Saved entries
────────────────

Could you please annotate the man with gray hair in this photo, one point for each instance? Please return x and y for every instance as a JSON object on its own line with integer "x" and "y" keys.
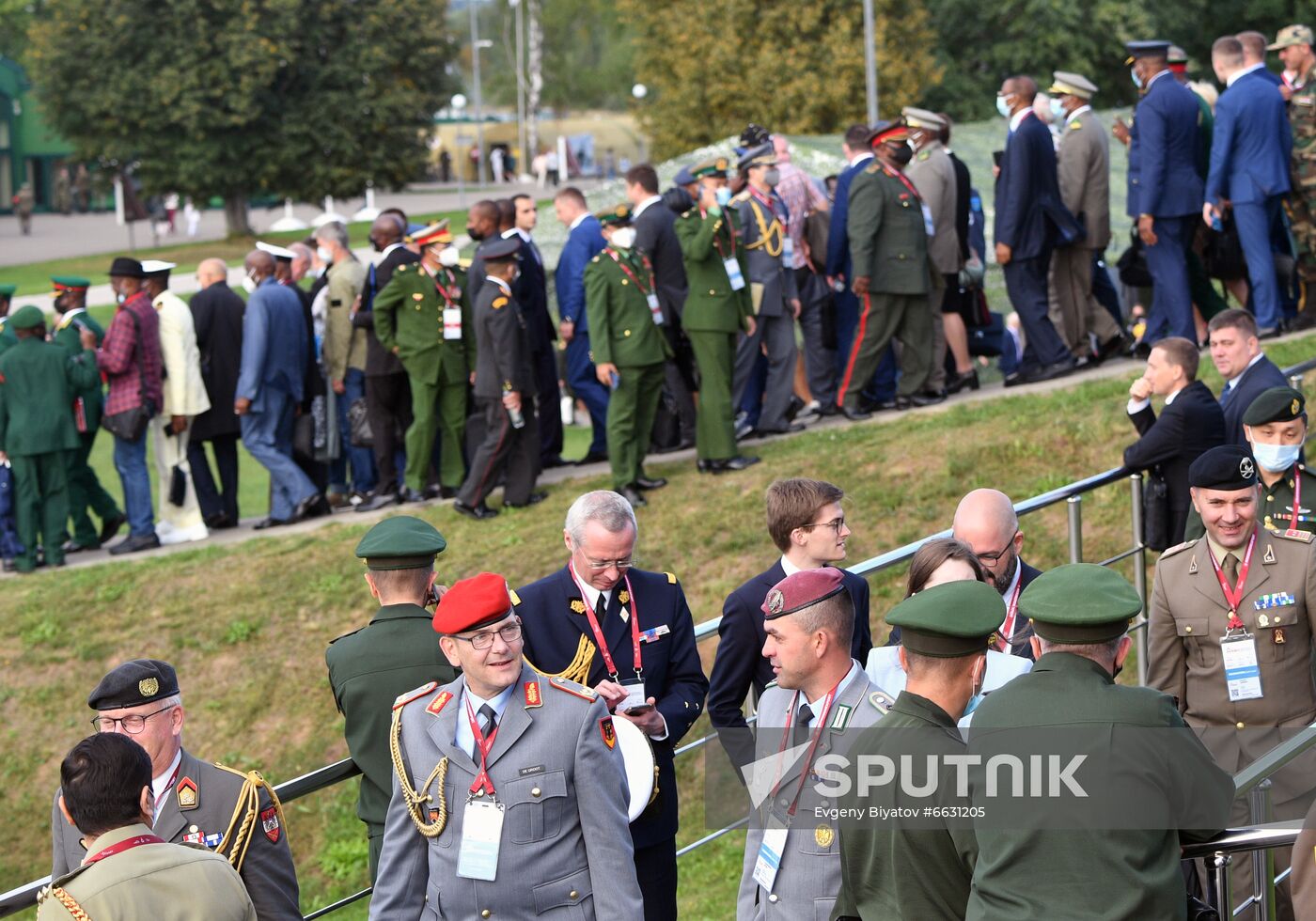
{"x": 628, "y": 634}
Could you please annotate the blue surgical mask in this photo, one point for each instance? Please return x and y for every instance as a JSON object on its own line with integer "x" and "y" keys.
{"x": 1276, "y": 458}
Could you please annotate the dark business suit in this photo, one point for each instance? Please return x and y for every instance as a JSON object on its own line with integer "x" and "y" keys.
{"x": 845, "y": 303}
{"x": 1028, "y": 210}
{"x": 387, "y": 388}
{"x": 1249, "y": 166}
{"x": 673, "y": 675}
{"x": 1186, "y": 429}
{"x": 585, "y": 241}
{"x": 655, "y": 237}
{"x": 1164, "y": 183}
{"x": 217, "y": 316}
{"x": 740, "y": 663}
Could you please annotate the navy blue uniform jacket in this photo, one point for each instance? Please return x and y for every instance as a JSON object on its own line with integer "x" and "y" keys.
{"x": 673, "y": 673}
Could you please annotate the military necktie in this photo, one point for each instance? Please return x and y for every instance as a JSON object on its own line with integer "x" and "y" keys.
{"x": 800, "y": 734}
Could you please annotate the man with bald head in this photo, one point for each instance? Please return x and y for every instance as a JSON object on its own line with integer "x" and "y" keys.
{"x": 387, "y": 388}
{"x": 269, "y": 388}
{"x": 986, "y": 522}
{"x": 217, "y": 318}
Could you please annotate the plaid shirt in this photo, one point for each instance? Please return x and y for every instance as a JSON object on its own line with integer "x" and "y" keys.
{"x": 118, "y": 357}
{"x": 799, "y": 194}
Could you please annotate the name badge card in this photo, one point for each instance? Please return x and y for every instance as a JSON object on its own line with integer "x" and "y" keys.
{"x": 482, "y": 832}
{"x": 1243, "y": 675}
{"x": 733, "y": 273}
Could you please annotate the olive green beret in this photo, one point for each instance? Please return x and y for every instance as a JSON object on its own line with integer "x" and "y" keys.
{"x": 949, "y": 620}
{"x": 1079, "y": 602}
{"x": 28, "y": 318}
{"x": 1278, "y": 404}
{"x": 400, "y": 542}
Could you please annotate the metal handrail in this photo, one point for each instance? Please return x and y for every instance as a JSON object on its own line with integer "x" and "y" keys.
{"x": 1230, "y": 841}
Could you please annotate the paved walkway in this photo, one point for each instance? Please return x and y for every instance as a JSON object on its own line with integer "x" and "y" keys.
{"x": 558, "y": 476}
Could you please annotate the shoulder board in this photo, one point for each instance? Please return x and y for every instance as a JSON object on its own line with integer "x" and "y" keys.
{"x": 882, "y": 701}
{"x": 412, "y": 695}
{"x": 1178, "y": 548}
{"x": 572, "y": 687}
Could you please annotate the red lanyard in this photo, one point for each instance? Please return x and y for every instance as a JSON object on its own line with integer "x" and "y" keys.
{"x": 124, "y": 846}
{"x": 631, "y": 273}
{"x": 1233, "y": 596}
{"x": 818, "y": 736}
{"x": 484, "y": 745}
{"x": 1010, "y": 609}
{"x": 598, "y": 633}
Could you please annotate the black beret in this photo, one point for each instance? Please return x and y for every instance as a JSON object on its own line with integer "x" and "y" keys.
{"x": 1278, "y": 404}
{"x": 1224, "y": 467}
{"x": 134, "y": 683}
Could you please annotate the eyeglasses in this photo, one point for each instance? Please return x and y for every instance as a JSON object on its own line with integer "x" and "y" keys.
{"x": 132, "y": 724}
{"x": 989, "y": 558}
{"x": 835, "y": 523}
{"x": 484, "y": 638}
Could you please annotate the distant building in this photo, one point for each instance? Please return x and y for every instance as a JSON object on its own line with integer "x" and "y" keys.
{"x": 30, "y": 150}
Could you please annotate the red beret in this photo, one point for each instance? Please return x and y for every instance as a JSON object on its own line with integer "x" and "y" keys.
{"x": 473, "y": 602}
{"x": 802, "y": 589}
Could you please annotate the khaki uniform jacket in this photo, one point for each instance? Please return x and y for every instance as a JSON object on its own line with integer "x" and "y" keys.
{"x": 1187, "y": 621}
{"x": 344, "y": 345}
{"x": 158, "y": 882}
{"x": 809, "y": 874}
{"x": 184, "y": 391}
{"x": 410, "y": 316}
{"x": 565, "y": 849}
{"x": 933, "y": 175}
{"x": 267, "y": 871}
{"x": 711, "y": 305}
{"x": 621, "y": 326}
{"x": 1083, "y": 171}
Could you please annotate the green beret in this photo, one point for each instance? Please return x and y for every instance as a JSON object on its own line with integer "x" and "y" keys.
{"x": 1079, "y": 602}
{"x": 401, "y": 542}
{"x": 28, "y": 318}
{"x": 949, "y": 620}
{"x": 615, "y": 217}
{"x": 1278, "y": 404}
{"x": 717, "y": 166}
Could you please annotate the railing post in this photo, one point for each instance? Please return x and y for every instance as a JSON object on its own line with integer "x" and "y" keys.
{"x": 1262, "y": 864}
{"x": 1140, "y": 569}
{"x": 1074, "y": 506}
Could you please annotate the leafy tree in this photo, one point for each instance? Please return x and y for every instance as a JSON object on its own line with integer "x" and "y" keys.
{"x": 791, "y": 66}
{"x": 240, "y": 98}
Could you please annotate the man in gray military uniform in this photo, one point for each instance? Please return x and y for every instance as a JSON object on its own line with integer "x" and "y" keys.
{"x": 933, "y": 175}
{"x": 1083, "y": 171}
{"x": 760, "y": 217}
{"x": 822, "y": 699}
{"x": 229, "y": 812}
{"x": 129, "y": 871}
{"x": 1230, "y": 637}
{"x": 519, "y": 804}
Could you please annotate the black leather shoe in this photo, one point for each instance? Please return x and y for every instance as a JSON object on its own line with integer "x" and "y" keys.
{"x": 732, "y": 464}
{"x": 533, "y": 499}
{"x": 134, "y": 543}
{"x": 109, "y": 526}
{"x": 478, "y": 512}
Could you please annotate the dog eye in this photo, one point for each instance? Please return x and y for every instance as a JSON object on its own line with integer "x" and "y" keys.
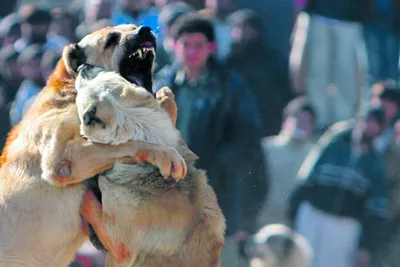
{"x": 112, "y": 39}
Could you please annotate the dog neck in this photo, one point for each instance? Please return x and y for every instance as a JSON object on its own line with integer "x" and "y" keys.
{"x": 149, "y": 125}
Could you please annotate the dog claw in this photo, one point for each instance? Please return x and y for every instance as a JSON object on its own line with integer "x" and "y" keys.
{"x": 64, "y": 171}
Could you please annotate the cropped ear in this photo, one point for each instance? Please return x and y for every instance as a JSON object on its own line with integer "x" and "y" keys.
{"x": 73, "y": 56}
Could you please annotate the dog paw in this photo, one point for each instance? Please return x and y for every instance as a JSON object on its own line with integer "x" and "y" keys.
{"x": 62, "y": 175}
{"x": 65, "y": 169}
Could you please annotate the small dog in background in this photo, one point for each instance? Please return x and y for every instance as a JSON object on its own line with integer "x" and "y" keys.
{"x": 151, "y": 220}
{"x": 276, "y": 245}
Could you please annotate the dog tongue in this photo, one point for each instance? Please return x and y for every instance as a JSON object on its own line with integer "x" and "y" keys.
{"x": 137, "y": 79}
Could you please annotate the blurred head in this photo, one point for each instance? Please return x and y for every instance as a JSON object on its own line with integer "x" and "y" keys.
{"x": 170, "y": 13}
{"x": 162, "y": 3}
{"x": 299, "y": 119}
{"x": 29, "y": 61}
{"x": 8, "y": 65}
{"x": 370, "y": 126}
{"x": 247, "y": 28}
{"x": 63, "y": 23}
{"x": 222, "y": 7}
{"x": 133, "y": 5}
{"x": 48, "y": 63}
{"x": 98, "y": 9}
{"x": 387, "y": 96}
{"x": 194, "y": 40}
{"x": 35, "y": 23}
{"x": 10, "y": 29}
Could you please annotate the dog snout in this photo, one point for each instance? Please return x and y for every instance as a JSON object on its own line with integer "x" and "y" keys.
{"x": 90, "y": 116}
{"x": 144, "y": 31}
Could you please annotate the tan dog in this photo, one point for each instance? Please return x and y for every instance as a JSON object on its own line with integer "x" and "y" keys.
{"x": 40, "y": 223}
{"x": 159, "y": 222}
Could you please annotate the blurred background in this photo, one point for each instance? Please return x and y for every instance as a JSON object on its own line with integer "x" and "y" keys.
{"x": 311, "y": 92}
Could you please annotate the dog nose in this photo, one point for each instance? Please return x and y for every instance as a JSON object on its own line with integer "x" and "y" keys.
{"x": 144, "y": 31}
{"x": 84, "y": 67}
{"x": 89, "y": 116}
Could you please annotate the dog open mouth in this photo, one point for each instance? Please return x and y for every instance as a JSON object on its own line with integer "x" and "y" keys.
{"x": 137, "y": 65}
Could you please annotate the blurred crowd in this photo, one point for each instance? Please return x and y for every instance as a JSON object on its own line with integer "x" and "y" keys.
{"x": 302, "y": 150}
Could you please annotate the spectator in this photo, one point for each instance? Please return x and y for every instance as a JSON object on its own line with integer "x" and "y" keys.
{"x": 218, "y": 11}
{"x": 136, "y": 12}
{"x": 382, "y": 40}
{"x": 95, "y": 10}
{"x": 10, "y": 29}
{"x": 252, "y": 58}
{"x": 63, "y": 25}
{"x": 35, "y": 23}
{"x": 161, "y": 3}
{"x": 343, "y": 197}
{"x": 216, "y": 105}
{"x": 168, "y": 15}
{"x": 389, "y": 97}
{"x": 283, "y": 156}
{"x": 7, "y": 7}
{"x": 10, "y": 74}
{"x": 29, "y": 60}
{"x": 48, "y": 63}
{"x": 331, "y": 66}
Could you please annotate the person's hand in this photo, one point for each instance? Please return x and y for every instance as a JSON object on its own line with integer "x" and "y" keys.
{"x": 363, "y": 258}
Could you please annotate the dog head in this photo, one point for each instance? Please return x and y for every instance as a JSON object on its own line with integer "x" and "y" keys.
{"x": 126, "y": 49}
{"x": 113, "y": 111}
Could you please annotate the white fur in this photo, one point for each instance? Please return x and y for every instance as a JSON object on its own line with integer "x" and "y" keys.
{"x": 127, "y": 118}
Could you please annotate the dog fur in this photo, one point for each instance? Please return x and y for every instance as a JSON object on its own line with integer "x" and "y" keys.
{"x": 160, "y": 222}
{"x": 45, "y": 160}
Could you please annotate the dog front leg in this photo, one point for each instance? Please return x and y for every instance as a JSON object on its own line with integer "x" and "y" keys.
{"x": 91, "y": 210}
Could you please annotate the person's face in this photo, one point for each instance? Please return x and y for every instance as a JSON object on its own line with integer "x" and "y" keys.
{"x": 193, "y": 50}
{"x": 220, "y": 6}
{"x": 391, "y": 109}
{"x": 368, "y": 130}
{"x": 300, "y": 126}
{"x": 37, "y": 32}
{"x": 12, "y": 70}
{"x": 305, "y": 122}
{"x": 162, "y": 3}
{"x": 243, "y": 33}
{"x": 31, "y": 69}
{"x": 133, "y": 5}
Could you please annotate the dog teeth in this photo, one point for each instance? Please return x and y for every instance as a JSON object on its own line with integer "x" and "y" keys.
{"x": 140, "y": 52}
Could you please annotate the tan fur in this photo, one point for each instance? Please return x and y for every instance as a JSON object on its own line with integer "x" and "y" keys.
{"x": 152, "y": 222}
{"x": 45, "y": 160}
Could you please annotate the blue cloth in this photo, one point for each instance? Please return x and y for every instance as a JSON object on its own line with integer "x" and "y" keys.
{"x": 148, "y": 18}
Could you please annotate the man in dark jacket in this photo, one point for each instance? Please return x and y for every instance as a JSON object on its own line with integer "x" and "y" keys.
{"x": 261, "y": 68}
{"x": 342, "y": 199}
{"x": 219, "y": 120}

────────────────

◆ WORK TO DO: Edit the lines beginning with the one that contains "Could you please annotate the dog front" and running through the last line, replacing "photo" with "image" and leaving everything else unchanged. Give back only those lines.

◆ EXERCISE ANSWER:
Could you please annotate the dog front leg in this image, one point for each instance? Please return x and y for every instance as a JSON object on its own line with integer "x" and "y" keys.
{"x": 91, "y": 210}
Could you please annotate the person's face in this image, one point for each instance? Please return x and y for every instance as a JSON object on its own line with integer "x" and "y" keys.
{"x": 193, "y": 50}
{"x": 220, "y": 6}
{"x": 391, "y": 109}
{"x": 368, "y": 130}
{"x": 300, "y": 126}
{"x": 37, "y": 32}
{"x": 12, "y": 70}
{"x": 305, "y": 122}
{"x": 162, "y": 3}
{"x": 243, "y": 33}
{"x": 31, "y": 69}
{"x": 133, "y": 5}
Could you please annotate the dog teeth in this image, one point for each instance? Please return x and y for every instance as a JSON object on its own line with integer "x" and "y" keys.
{"x": 140, "y": 52}
Could you please annotate the tan fur in this image, one point for each instance? Please return x and y for every instance as a JSON object on its own line with integer "x" and "y" keys.
{"x": 152, "y": 222}
{"x": 45, "y": 160}
Could you please annotate the blue cloth in this image, one point for each instance? Please return x and y for every instance as a JSON object on its own line with integer "x" and "y" keys.
{"x": 148, "y": 18}
Could you please annotate the man in dark jacket in this image, one point for each instance? Please return x and y for every instance as a JSON object on its own line with integer "x" and "y" keys.
{"x": 261, "y": 68}
{"x": 342, "y": 199}
{"x": 219, "y": 120}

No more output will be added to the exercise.